Problem: Return every line of the material exactly.

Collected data
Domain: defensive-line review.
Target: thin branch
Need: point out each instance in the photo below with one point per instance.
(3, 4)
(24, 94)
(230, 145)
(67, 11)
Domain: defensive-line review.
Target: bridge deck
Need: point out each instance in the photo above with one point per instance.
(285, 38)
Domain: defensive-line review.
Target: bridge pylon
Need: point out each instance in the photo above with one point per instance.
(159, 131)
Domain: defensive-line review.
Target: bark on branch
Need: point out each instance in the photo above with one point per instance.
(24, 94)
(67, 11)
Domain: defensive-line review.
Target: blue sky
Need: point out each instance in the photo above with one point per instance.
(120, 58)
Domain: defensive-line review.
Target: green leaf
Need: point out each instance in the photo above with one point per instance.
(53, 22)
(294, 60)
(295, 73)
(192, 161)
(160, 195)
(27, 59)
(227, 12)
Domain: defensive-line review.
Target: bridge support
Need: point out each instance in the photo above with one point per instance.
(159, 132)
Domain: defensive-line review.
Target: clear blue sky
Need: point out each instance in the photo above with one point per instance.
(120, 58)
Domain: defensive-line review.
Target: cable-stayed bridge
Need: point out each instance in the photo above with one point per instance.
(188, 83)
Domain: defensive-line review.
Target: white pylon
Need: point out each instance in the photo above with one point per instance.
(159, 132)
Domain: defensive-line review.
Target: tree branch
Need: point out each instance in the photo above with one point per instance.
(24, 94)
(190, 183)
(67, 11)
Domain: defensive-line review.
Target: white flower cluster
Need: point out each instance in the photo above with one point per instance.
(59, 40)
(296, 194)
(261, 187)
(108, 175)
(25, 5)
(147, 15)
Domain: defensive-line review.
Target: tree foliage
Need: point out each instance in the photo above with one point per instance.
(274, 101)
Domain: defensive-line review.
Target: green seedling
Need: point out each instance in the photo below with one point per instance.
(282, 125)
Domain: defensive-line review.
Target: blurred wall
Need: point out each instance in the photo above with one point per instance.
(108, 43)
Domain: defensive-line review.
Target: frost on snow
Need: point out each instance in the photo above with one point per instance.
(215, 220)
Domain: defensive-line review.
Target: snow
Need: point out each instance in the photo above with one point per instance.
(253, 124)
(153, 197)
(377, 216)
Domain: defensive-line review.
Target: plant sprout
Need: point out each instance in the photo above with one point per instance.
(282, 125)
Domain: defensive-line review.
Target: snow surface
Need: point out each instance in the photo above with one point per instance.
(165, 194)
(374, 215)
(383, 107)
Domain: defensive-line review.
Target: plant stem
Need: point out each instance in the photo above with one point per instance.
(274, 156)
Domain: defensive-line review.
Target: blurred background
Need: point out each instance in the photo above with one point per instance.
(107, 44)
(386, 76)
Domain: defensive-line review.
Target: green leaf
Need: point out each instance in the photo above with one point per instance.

Written solution:
Domain: defensive-line review.
Target: thin branch
Need: point out each instance in the photo below with one point per instance.
(3, 4)
(24, 94)
(230, 145)
(67, 11)
Domain: defensive-line review.
Target: bridge deck
Need: point out each instance in the photo above with one point per instance.
(285, 38)
Domain: defensive-line review.
Target: bridge pylon
Need: point out each instance in the photo above with one point per instance.
(159, 131)
Domain: defensive-line review.
Target: bark on branch
Need: point out each instance in the photo above with one point per instance.
(24, 94)
(67, 11)
Domain: defensive-line review.
Target: blue sky
Need: point out each instance in the photo above with one point per instance.
(120, 58)
Domain: defensive-line review.
Target: green leaf
Need: point out each instance in the photo above with one point per instance.
(53, 22)
(294, 60)
(295, 73)
(192, 161)
(160, 195)
(27, 59)
(227, 12)
Domain: defensive-line review.
Target: bridge support
Need: point out each instance in the photo above with one point per instance.
(159, 132)
Domain: defensive-line review.
Target: clear blue sky
Need: point out each instance in the photo above with one point per instance.
(120, 58)
Domain: defensive-line review.
Target: cable-stayed bridge
Need: point out each instance in the photo above with one point per instance.
(188, 83)
Domain: defensive-line review.
Target: white pylon
Need: point out each instance in the photo above with one point per instance.
(159, 132)
Domain: defensive-line review.
Target: tree branch
Need: point out each instance in the photo above with one point per instance.
(24, 94)
(190, 183)
(67, 11)
Domain: defensive-line review.
Target: white flower cluster
Need: point out each instance in the photo above with one point per instance.
(59, 40)
(296, 194)
(261, 187)
(108, 175)
(25, 5)
(147, 15)
Domain: defensive-line review.
Target: tree foliage
Need: point out each instance in the photo above with one point per instance.
(274, 101)
Domain: defensive-line review.
Target: green seedling
Need: point out each instance in the photo below with one point per instance.
(282, 125)
Domain: defensive-line review.
Target: blurred wall
Need: point out each instance in the photo above with one point per instance.
(108, 43)
Domain: defensive-line review.
Target: frost on snow
Need: point out each instance in the photo above with one point per instance.
(215, 220)
Domain: defensive-line review.
Target: snow
Need: point out each instance in the photo above with one point per instance.
(253, 124)
(153, 197)
(377, 216)
Domain: defensive-line review.
Target: plant sprout
Need: point out each instance in the photo above with one point per instance.
(282, 125)
Domain: defensive-line review.
Target: snow surface
Need: point out each instance in the photo above with one point per instance.
(165, 194)
(374, 215)
(383, 107)
Domain: defensive-line review.
Target: plant stem
Need: point out each instance in the photo above with one point per instance.
(274, 156)
Domain: defensive-line review.
Target: blurred background
Need: point out each instance in the photo above with one point per instance.
(107, 44)
(386, 76)
Domain: defensive-line review.
Target: green leaf
Need: point out each instance in the photo above with one point per instance.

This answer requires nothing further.